SOURCE TEXT:
##########

In the retail sector, it is possible to unlock insights to win and retain customers, drive business efficiencies, and ultimately improve sales and customer interest. Retail organizations are using advanced analysis to understand their customers, improve forecasting, and achieve better, faster results. As a company's resources are limited, it is crucial to identify and target customers to secure their loyalty, enhance business efficiency, and ultimately improve performance.

You have been given access to a dataset containing customer transactions for an online retailer and tasked with using your machine learning tools to gain and report on business insights. The audience for this report are non-specialists.  In particular, your tasks are:

Clustering
Apply and evaluate various clustering techniques with the aim of generating actionable insights from the data. 

●	Select and justify the features you will be using.

●	Apply appropriate clustering algorithms to the dataset.

●	Evaluate the performance of the algorithms and make a recommendation as to which gives the “best” results.

##########

INFORMATION GIVEN:
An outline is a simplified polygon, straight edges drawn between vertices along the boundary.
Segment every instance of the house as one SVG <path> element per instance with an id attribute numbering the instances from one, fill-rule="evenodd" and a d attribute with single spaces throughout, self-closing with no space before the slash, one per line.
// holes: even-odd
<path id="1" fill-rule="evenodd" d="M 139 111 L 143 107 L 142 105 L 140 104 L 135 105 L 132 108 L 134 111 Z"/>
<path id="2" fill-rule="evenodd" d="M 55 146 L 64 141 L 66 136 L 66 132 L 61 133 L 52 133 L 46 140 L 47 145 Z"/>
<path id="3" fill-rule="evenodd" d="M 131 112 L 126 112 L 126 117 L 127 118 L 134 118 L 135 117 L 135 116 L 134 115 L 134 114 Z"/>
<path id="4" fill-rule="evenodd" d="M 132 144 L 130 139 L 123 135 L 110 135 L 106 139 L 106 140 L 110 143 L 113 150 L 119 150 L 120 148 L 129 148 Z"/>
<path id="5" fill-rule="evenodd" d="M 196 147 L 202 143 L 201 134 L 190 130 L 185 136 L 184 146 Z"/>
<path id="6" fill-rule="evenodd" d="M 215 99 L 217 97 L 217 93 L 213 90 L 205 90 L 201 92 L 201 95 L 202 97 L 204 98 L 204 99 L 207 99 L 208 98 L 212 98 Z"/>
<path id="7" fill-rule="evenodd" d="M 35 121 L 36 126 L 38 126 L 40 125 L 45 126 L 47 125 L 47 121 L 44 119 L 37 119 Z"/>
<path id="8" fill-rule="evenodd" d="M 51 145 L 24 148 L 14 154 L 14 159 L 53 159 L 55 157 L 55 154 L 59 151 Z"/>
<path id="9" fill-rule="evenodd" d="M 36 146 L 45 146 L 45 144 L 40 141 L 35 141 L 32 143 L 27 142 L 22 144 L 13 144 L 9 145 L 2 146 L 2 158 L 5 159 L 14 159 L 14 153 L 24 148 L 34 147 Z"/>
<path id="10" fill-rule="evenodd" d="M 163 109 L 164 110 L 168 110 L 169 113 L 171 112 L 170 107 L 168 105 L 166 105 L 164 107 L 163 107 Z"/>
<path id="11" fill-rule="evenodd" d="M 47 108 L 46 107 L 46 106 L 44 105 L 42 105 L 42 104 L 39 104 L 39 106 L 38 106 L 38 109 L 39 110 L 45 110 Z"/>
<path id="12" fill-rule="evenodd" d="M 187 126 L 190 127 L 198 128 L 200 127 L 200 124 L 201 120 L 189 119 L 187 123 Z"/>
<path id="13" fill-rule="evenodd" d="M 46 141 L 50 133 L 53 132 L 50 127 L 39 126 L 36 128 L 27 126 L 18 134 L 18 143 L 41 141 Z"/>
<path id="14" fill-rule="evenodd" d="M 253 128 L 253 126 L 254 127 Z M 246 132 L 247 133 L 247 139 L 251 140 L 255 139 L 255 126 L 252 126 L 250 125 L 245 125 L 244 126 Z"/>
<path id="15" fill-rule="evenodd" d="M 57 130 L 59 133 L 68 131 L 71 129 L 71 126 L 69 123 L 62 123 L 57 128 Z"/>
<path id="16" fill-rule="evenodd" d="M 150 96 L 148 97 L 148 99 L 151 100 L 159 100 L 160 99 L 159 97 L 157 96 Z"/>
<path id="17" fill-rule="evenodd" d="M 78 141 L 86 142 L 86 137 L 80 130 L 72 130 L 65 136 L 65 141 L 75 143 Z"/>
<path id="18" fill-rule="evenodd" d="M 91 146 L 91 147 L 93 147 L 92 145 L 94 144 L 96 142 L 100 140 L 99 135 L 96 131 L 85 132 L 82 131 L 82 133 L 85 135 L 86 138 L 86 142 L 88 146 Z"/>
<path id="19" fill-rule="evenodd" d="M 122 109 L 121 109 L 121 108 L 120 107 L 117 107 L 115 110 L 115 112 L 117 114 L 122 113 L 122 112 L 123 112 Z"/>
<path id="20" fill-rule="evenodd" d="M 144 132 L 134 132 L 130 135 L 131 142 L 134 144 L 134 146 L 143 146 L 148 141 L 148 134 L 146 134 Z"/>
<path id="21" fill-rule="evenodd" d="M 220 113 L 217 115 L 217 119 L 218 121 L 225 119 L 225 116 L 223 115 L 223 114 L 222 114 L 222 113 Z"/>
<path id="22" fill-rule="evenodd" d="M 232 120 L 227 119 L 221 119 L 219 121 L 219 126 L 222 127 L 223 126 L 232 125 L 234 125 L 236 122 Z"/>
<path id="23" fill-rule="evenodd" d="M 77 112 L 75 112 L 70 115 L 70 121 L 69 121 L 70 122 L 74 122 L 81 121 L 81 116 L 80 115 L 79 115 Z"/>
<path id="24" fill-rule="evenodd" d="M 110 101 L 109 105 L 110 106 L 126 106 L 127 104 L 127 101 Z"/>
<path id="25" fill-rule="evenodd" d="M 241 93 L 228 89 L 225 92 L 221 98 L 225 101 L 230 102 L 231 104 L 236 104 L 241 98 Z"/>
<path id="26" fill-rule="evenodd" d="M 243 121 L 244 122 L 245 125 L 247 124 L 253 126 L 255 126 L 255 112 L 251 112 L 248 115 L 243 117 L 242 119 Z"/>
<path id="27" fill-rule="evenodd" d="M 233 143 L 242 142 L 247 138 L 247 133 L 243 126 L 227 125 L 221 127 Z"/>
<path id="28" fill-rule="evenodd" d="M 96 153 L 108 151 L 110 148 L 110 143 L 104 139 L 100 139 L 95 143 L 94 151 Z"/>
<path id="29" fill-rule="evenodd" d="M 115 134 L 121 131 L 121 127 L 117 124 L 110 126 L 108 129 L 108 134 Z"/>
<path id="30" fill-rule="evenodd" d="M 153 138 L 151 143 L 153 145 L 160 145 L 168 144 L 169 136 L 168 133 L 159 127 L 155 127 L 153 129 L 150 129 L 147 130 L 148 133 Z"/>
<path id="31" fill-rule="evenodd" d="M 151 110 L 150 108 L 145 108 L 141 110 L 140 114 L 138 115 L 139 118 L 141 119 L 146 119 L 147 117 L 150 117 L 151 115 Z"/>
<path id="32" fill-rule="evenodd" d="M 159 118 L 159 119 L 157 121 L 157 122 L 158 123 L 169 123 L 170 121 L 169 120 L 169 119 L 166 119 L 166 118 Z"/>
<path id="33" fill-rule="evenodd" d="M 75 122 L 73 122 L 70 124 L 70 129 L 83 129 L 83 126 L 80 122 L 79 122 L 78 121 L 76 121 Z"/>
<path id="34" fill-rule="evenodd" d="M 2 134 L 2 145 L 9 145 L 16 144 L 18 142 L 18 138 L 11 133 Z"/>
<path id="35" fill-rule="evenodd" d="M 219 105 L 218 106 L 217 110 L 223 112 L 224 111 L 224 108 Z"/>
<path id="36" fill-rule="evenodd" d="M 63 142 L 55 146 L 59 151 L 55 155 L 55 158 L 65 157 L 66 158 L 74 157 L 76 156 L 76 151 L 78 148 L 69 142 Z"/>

##########

Pick up the brief on clustering an online retailer's customers right after its last bullet point and keep writing it.

ANSWER TO THE PROBLEM:
●	Include in your report your own interpretation of the results.

Market Basket Analysis
Perform a market basket analysis of the transaction data. 

●	Include in your report a comparison and evaluation of at least two algorithms.

●	Include in your report your own interpretation of the results.


In [1]:
import numpy as np 
import pandas as pd
import matplotlib.pyplot as plt 
import seaborn as sns

In [2]:
df = pd.read_excel("data.xlsx")
df.head()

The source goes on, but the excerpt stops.